*WHAT THE TASK ASKS:* What follows is a set of entries. Give them again exactly, without the pictures.

*RECORDED DATA:*
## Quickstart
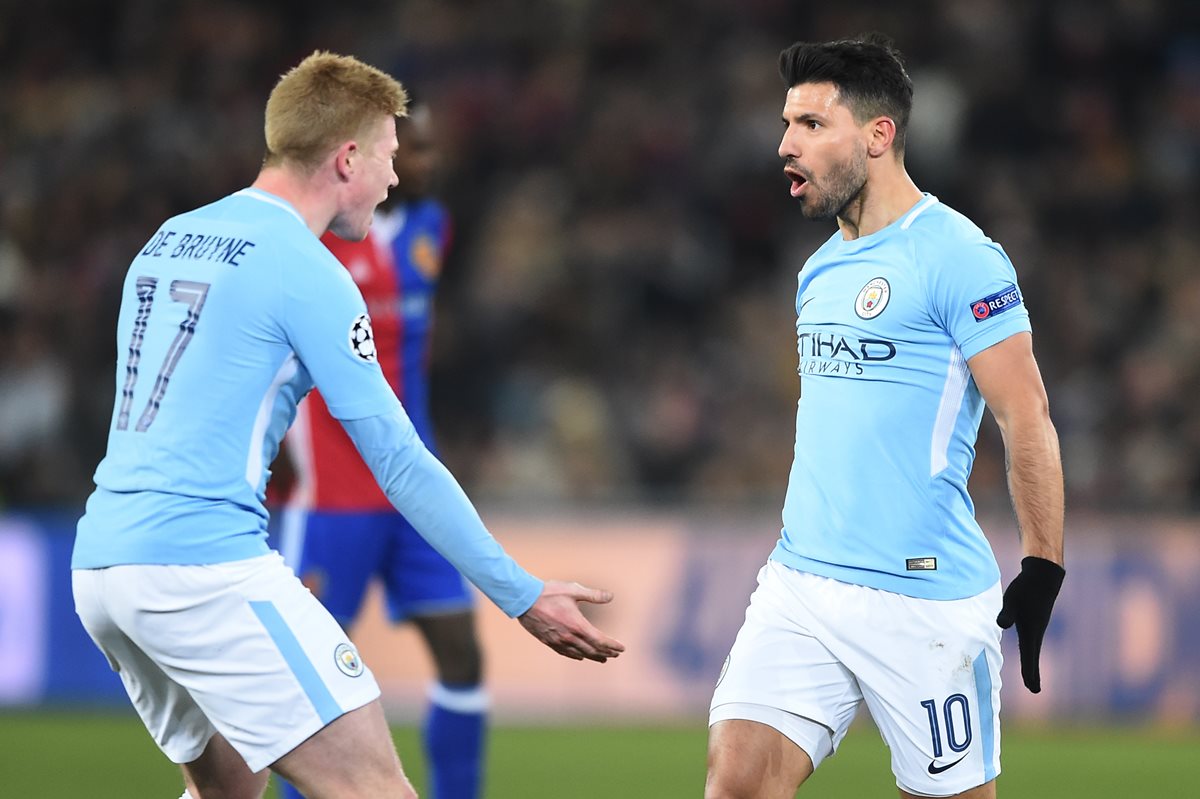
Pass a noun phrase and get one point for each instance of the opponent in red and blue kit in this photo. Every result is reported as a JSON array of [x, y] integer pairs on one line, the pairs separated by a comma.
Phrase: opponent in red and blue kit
[[340, 532]]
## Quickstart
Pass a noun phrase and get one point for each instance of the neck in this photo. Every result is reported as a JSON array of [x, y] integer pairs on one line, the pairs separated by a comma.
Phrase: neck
[[886, 196], [315, 203]]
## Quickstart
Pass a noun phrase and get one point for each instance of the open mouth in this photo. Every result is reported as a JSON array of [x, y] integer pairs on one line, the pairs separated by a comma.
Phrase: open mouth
[[798, 181]]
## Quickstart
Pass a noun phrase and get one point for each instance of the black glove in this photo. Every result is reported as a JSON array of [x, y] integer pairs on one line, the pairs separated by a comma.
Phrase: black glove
[[1027, 602]]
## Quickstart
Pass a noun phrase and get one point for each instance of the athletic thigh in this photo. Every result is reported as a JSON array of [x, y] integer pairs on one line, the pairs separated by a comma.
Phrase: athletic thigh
[[352, 757], [929, 672], [780, 673], [172, 718], [253, 649]]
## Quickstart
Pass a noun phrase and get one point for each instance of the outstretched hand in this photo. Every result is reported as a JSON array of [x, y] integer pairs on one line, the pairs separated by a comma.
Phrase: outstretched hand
[[1027, 602], [556, 620]]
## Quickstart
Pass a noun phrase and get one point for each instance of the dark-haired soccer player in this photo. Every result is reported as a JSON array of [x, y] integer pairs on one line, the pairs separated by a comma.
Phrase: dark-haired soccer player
[[882, 588]]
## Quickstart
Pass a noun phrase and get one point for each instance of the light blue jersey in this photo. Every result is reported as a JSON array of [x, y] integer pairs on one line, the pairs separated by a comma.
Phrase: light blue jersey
[[229, 316], [888, 412]]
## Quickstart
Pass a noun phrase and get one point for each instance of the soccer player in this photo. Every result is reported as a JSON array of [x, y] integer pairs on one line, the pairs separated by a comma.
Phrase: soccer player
[[231, 313], [882, 588], [340, 530]]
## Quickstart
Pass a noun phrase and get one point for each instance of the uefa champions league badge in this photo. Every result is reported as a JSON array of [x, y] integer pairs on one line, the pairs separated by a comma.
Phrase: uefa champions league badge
[[347, 659], [873, 299], [363, 338]]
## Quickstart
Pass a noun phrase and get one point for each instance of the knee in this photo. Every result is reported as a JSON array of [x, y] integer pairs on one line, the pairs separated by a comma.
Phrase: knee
[[723, 785]]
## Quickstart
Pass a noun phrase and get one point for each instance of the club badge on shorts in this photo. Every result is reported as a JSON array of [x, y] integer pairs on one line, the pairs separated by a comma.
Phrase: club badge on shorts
[[873, 299], [347, 659]]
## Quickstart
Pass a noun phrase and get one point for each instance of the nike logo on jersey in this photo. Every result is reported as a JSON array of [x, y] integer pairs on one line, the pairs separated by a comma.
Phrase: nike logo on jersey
[[939, 769]]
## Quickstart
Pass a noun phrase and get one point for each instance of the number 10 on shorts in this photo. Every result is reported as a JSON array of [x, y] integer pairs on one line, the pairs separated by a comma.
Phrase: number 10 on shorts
[[955, 710]]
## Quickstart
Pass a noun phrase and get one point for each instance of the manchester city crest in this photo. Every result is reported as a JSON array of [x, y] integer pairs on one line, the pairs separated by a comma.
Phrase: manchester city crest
[[873, 299], [348, 660]]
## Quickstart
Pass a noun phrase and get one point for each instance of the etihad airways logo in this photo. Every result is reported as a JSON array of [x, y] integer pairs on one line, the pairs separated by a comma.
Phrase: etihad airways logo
[[833, 354]]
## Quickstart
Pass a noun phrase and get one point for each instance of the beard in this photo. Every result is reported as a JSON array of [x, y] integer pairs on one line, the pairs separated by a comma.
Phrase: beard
[[840, 187]]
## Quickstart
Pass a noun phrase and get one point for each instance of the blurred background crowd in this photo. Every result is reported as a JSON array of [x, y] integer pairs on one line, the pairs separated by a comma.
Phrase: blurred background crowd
[[616, 322]]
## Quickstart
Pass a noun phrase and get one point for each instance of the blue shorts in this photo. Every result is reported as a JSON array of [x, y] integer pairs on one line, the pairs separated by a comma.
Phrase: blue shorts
[[336, 554]]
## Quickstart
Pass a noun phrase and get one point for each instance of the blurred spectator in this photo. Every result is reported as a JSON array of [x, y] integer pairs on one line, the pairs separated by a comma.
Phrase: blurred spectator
[[618, 324]]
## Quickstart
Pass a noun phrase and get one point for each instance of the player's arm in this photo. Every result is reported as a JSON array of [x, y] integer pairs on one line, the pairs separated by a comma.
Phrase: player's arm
[[431, 499], [1011, 384]]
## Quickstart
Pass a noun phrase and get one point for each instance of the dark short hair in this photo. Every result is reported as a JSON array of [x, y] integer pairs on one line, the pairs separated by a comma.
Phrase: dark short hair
[[868, 71]]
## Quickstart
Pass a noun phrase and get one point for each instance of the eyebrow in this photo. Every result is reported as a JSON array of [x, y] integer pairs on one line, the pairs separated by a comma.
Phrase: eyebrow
[[803, 118]]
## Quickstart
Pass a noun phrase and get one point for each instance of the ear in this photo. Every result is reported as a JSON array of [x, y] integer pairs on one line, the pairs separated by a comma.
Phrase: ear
[[345, 158], [881, 133]]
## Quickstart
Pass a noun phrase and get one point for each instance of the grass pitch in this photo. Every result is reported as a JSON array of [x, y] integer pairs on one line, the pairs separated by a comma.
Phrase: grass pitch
[[109, 756]]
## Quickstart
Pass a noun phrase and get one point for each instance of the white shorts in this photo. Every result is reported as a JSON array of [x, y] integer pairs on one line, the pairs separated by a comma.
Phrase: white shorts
[[813, 649], [240, 648]]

*EXERCISE ANSWER:*
## Quickstart
Pass a noun phrase and get one point for each instance of the opponent in red and blue kit in this photo. Every result is reported as a JSON array of [x, y] integer pairs on one line, the pairs separated by a comma.
Phrase: opponent in red and blue kit
[[340, 532]]
## Quickstart
Pass a noun phrase and get one point for each instance of the neck in this photo. Every result is reported as a JSON array of [x, y] integer pairs on one line, the pairs separated by a comma.
Phrase: neck
[[886, 196], [315, 203]]
## Quickstart
Pass a noun phrase and get one point for each instance of the open mouth in this photo. Every result is reported as a JSON array of [x, y] integer pairs on one line, the pairs separated by a comma.
Phrase: open mouth
[[798, 181]]
## Quickstart
Pass a noun phrase and get one point for each instance of the black glove in this photo. Every result is reported as a JSON array of [x, y] integer pairs on one line, the pairs separated by a comma.
Phrase: black glove
[[1027, 602]]
## Quickstart
Pass a noun phrase and get one point for each instance of the athletic thigh in this photo. Every result is reported as a JSON array of [x, y] integer pairs on one line, the pairs separated by a comma.
Phrase: athletic thigh
[[352, 757], [929, 672], [780, 673], [172, 718], [253, 649]]
## Quickstart
Pass a noun phrase and get one point for each instance of the outstretched hand in this photo. Every result is reported as a JSON array of [x, y] integer pairs on one line, the pairs separated by a comma.
Phrase: outstretched hand
[[1027, 602], [556, 620]]
## Quickstart
Pass a noun phrase and get one point for each instance of the dark-haired soccer player in this photo. Every result is reported as a JSON array of [x, y] integer pairs on one line, the pairs separated by a comma.
Phrase: dark-haired soccer player
[[882, 588]]
## Quickstart
Pass a noun phrase and get one point for each instance of the light blue jersey in this photo. Every result is reported as a JSON array of [x, y] integer pairs on one line, the pairs separated by a comma.
Phrase: light blue jersey
[[229, 316], [888, 412]]
## Quickstart
Pass a noun phrase and get one point for each instance of the soccer player in this photo. Every result is reported as a JSON array of [x, y] integer pairs on one line, the pairs separated by a comma.
Phrase: soccer player
[[231, 313], [882, 588], [340, 530]]
## Quickstart
Pass a noun phrase and get one point for each instance of the uefa champions league badge in this photo. Every result is reported as a JSON array of [x, y] integer pairs on one line, the pairs separated by a comma.
Phrase: uefa champions league badge
[[347, 659], [873, 299], [363, 338]]
## Quickstart
Pass a noun phrase and get one point for each instance of the knee in this photo. Every result is reported as a JSON array of [x, y] integer pairs on one line, the pairs separated by a comma.
Phrase: knee
[[723, 785]]
## Quickstart
Pass a noun phrase and get one point for each instance of the club badge on shorts in this photo. Every result is reported as a JSON array of [x, y] integer pairs on one line, the pairs separated by a comma.
Phrase: club badge on shorts
[[873, 299], [347, 659]]
## Quickstart
Pass a noun phrase and get one point for each instance of the nike logo on jersey in this photo. Every result is reported as a JSON array of [x, y] integer pairs on one line, the pairs separated by a comma.
Phrase: nike logo on jersey
[[939, 769]]
## Quickstart
Pass a noun phrase and get one point for each instance of the number 10 on shorts in this photo. Every result is reported as a JSON array of [x, y] integer pairs on one line, the pairs separated by a comma.
Phrase: number 10 on shorts
[[955, 710]]
## Quickstart
Pass a noun phrase and get one point for each instance of the manchester city crest in this photo. Every result is reported as a JSON array of [x, y] integer pairs on one line, the pairs separated by a comma.
Phrase: manchester city crest
[[873, 299], [348, 660]]
## Quickstart
Pass a noun phrase and get one point for each instance of the etihad airways logo in this photo. Every result is reported as a JSON array of [x, y] integer pairs on one line, the pairs separated by a comma.
Phrase: etihad airways logo
[[833, 354]]
## Quickstart
Pass a noun phrase and get one point for each instance of the beard in this photo. Every result is reported as a JSON array of [x, y] integer pairs on one line, the pairs separated by a comma.
Phrase: beard
[[840, 187]]
## Quickstart
Pass a noun phrase and get one point for each instance of the blurred background crowd in this photo. Every result is reported as a JSON array of [x, y] integer pairs on one line, the pairs separated by a comma.
Phrase: blurred background crowd
[[616, 322]]
## Quickstart
Pass a noun phrase and get one point for each instance of the blue shorts in this photo. Every result is reported as a JSON array of [x, y] integer pairs on one line, the pairs separated by a comma.
Phrase: blue shorts
[[336, 554]]
## Quickstart
Pass a noun phrase and get one point for each instance of the blurred spectator in this photo. Every result is reported as a JSON array of [x, y] integer pairs on one line, the pairs separated by a comma.
Phrase: blurred spectator
[[618, 324]]
## Quickstart
Pass a noun phrase and get one point for each instance of the player's arm in this photo. Every result is reported as a JSON array of [x, y] integer pairs on one line, the pairs separated by a comma.
Phrase: player's arm
[[431, 499], [1011, 384]]
## Quickstart
Pass a noun phrase and get one point for each instance of the dark short hair in this photo. Every result is reported as a JSON array of [x, y] integer pairs on one line, the pairs separated by a comma.
Phrase: dark short hair
[[868, 71]]
## Quickstart
Pass a noun phrase and get one point for each instance of the eyebrow in this photo. Every result is reported as a JSON array of [x, y] integer pairs on one line, the pairs separated by a comma.
Phrase: eyebrow
[[803, 118]]
## Quickstart
Pass a noun phrase and get one point for each instance of the ear in this photo. Every result is reported as a JSON array of [x, y] integer pairs on one line, the pairs separated by a comma.
Phrase: ear
[[345, 158], [881, 133]]
## Quickstart
Pass a noun phrase and get one point for each instance of the grass pitch in this photo. Every result is reported as a JSON array of [x, y] integer pairs on one line, the pairs separated by a comma.
Phrase: grass pitch
[[109, 756]]
## Quickstart
Pass a noun phrase and get one point for each instance of the white shorts in this photo. Every result is reported as a JSON array of [x, y] integer pairs on one line, the pairs separated by a comma.
Phrase: white shorts
[[813, 649], [240, 648]]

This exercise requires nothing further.